Transpose column to row with Spark

Question:

I’m trying to transpose some columns of my table to row.
I’m using Python and Spark 1.5.0. Here is my initial table:

+-----+-----+-----+-------+
|  A  |col_1|col_2|col_...|
+-----+-------------------+
|  1  |  0.0|  0.6|  ...  |
|  2  |  0.6|  0.7|  ...  |
|  3  |  0.5|  0.9|  ...  |
|  ...|  ...|  ...|  ...  |

I would like to have somthing like this:

+-----+--------+-----------+
|  A  | col_id | col_value |
+-----+--------+-----------+
|  1  |   col_1|        0.0|
|  1  |   col_2|        0.6|   
|  ...|     ...|        ...|    
|  2  |   col_1|        0.6|
|  2  |   col_2|        0.7| 
|  ...|     ...|        ...|  
|  3  |   col_1|        0.5|
|  3  |   col_2|        0.9|
|  ...|     ...|        ...|

Does someone know haw I can do it? Thank you for your help.

Asked By: Raouf

||

Answers:

Use flatmap. Something like below should work

from pyspark.sql import Row

def rowExpander(row):
    rowDict = row.asDict()
    valA = rowDict.pop('A')
    for k in rowDict:
        yield Row(**{'A': valA , 'colID': k, 'colValue': row[k]})

newDf = sqlContext.createDataFrame(df.rdd.flatMap(rowExpander))
Answered By: David

The Spark local linear algebra libraries are presently very weak: and they do not include basic operations as the above.

There is a JIRA for fixing this for Spark 2.1 – but that will not help you today.

Something to consider: performing a transpose will likely require completely shuffling the data.

For now you will need to write RDD code directly. I have written transpose in scala – but not in python. Here is the scala version:

 def transpose(mat: DMatrix) = {
    val nCols = mat(0).length
    val matT = mat
      .flatten
      .zipWithIndex
      .groupBy {
      _._2 % nCols
    }
      .toSeq.sortBy {
      _._1
    }
      .map(_._2)
      .map(_.map(_._1))
      .toArray
    matT
  }

So you can convert that to python for your use. I do not have bandwidth to write/test that at this particular moment: let me know if you were unable to do that conversion.

At the least – the following are readily converted to python.

  • zipWithIndex –> enumerate() (python equivalent – credit to @zero323)
  • map –> [someOperation(x) for x in ..]
  • groupBy –> itertools.groupBy()

□ □ □

■ Work to complete
(a) Quote the Spark transpose thread word for word, starting with "newDf = sqlContext.createDataFrame(df.rdd.flatMap(rowExpander))" and going on through "as the above.".
(b) Using the Spark transpose thread, answer each of these:
(i) Which Spark version is the asker using?
(ii) What does the first answer say to use?
(iii) For which Spark version is the JIRA fix meant?
The entries aren't needed for any of this.

□ □ □

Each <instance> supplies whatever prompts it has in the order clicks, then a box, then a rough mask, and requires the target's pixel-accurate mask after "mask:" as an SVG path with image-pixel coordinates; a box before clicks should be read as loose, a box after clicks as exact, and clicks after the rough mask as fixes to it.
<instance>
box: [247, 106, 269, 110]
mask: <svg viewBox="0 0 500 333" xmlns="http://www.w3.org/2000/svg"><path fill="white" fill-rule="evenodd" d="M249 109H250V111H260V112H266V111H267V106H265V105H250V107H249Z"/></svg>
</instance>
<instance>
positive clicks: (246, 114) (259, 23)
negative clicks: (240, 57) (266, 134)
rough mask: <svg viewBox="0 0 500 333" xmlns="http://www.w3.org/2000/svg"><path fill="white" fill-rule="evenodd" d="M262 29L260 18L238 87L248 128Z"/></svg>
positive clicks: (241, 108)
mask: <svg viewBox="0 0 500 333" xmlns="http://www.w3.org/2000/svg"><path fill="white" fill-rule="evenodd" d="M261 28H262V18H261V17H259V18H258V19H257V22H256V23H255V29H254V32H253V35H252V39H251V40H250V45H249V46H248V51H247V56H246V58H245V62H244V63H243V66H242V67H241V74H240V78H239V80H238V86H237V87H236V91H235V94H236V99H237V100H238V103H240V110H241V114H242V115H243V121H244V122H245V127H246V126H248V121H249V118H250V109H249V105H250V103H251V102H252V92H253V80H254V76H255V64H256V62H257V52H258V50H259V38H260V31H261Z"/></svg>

□ □ □

■ Numbered answers
(a)
newDf = sqlContext.createDataFrame(df.rdd.flatMap(rowExpander))
Answered By: David

The Spark local linear algebra libraries are presently very weak: and they do not include basic operations as the above.

(b)
(i) Spark 1.5.0
(ii) flatmap
(iii) Spark 2.1